*GIVEN EXERCISE*
Reproduce the passage below on the any-dimension function, starting with "ret[i]=total(findgen(s[i])*tmp,DOUBLE=dbl)/tot" and going on through "way to do it.".

*SOURCE PASSAGE*
● ● ●
Why stop at 3 dimensions? How about any dimension:


function com, arr,DOUBLE=dbl
s=size(arr,/DIMENSIONS)
n=n_elements(s)
tot=total(arr,DOUBLE=dbl)
if keyword_set(dbl) then ret=dblarr(n,/NOZERO) else
ret=fltarr(n,/NOZERO)
for i=0,n-1 do begin
tmp=arr
for j=0,i-1 do tmp=total(tmp,1,DOUBLE=dbl)
for j=i+1,n-1 do tmp=total(tmp,2,DOUBLE=dbl)
ret[i]=total(findgen(s[i])*tmp,DOUBLE=dbl)/tot
endfor
return,ret
end

I would have posted this yesterday, but I couldn't help but feel there
must be a better way to do it.

Here's why:

In the 3D example above, Paul calculates total(array,3) twice, which
means once too many. It could have been saved between steps.

The number of times total() is called on the array in this
straightforward, brute-force method is n*(n-1) (for each of n dimensions
total the array over the other n-1), not counting the final index
total. And many of those are repeats to the exact same total() call
with the exact same array! Since we needed to do all directional
sub-totals, there must be a more efficient way, analogous to the 3D case
of saving total(array,3).
● ● ●
*GIVEN MATERIAL*
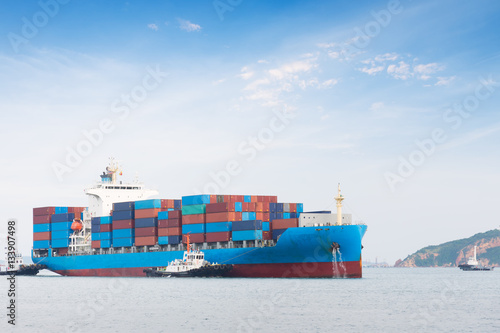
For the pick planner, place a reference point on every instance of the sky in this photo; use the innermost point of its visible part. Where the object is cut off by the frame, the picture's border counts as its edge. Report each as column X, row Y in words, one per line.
● ● ●
*OUTPUT FOR THIS EXERCISE*
ret[i]=total(findgen(s[i])*tmp,DOUBLE=dbl)/tot
endfor
return,ret
end

I would have posted this yesterday, but I couldn't help but feel there
must be a better way to do it.